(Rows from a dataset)
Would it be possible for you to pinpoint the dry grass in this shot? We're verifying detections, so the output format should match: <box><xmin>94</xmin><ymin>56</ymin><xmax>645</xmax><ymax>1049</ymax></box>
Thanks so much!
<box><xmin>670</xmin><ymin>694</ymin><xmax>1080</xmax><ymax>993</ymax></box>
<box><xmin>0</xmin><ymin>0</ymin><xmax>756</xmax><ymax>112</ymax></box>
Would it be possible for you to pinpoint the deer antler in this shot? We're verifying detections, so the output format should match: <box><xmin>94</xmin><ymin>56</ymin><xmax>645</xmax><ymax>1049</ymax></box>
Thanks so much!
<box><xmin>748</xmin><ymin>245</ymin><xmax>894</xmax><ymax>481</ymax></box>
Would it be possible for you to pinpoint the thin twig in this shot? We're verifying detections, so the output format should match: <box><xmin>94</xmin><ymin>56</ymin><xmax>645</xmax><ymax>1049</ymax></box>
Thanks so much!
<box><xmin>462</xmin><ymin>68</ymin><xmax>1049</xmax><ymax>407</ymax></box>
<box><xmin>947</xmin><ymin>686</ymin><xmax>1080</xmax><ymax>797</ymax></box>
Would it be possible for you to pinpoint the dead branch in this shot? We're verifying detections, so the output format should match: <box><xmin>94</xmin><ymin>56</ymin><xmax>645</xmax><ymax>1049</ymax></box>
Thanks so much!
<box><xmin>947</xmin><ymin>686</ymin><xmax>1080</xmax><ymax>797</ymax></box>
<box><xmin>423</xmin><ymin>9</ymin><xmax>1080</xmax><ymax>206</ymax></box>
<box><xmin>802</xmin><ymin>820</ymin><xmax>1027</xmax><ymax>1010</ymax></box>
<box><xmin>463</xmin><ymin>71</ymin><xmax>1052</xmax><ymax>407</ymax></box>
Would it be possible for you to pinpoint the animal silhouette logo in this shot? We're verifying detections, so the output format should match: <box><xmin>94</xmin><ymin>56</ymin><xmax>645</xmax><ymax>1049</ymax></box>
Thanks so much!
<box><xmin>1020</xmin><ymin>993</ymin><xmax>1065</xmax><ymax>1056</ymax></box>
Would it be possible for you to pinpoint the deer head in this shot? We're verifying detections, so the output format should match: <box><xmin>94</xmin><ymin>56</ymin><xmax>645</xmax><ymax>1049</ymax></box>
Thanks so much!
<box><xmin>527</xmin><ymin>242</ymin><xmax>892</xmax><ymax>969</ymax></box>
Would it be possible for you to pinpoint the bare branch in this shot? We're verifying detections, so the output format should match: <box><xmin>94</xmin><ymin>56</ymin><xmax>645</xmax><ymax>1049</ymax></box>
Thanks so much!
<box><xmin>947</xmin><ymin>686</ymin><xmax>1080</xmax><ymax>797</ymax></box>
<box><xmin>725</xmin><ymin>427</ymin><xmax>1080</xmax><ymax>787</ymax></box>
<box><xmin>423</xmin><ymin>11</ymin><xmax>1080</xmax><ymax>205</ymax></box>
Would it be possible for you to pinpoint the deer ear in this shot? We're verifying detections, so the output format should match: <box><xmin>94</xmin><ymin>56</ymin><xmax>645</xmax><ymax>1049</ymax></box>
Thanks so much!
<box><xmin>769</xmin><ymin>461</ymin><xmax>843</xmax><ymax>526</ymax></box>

STATED EXERCISE: Show each line of the entries above that contains the word "deer". Case counts.

RESULT FOR THIS EXERCISE:
Would it be possible for you to pinpoint the deer antler in this shot? We're verifying detections, so the output format should match: <box><xmin>94</xmin><ymin>56</ymin><xmax>645</xmax><ymax>1049</ymax></box>
Would it be possible for you to pinpoint the deer head in this shot? We're verifying detections, so the output format should match: <box><xmin>94</xmin><ymin>56</ymin><xmax>645</xmax><ymax>1049</ymax></box>
Would it be possible for you to pinpoint the deer ear in this shot? We're verifying detections, so the output format should match: <box><xmin>94</xmin><ymin>56</ymin><xmax>645</xmax><ymax>1049</ymax></box>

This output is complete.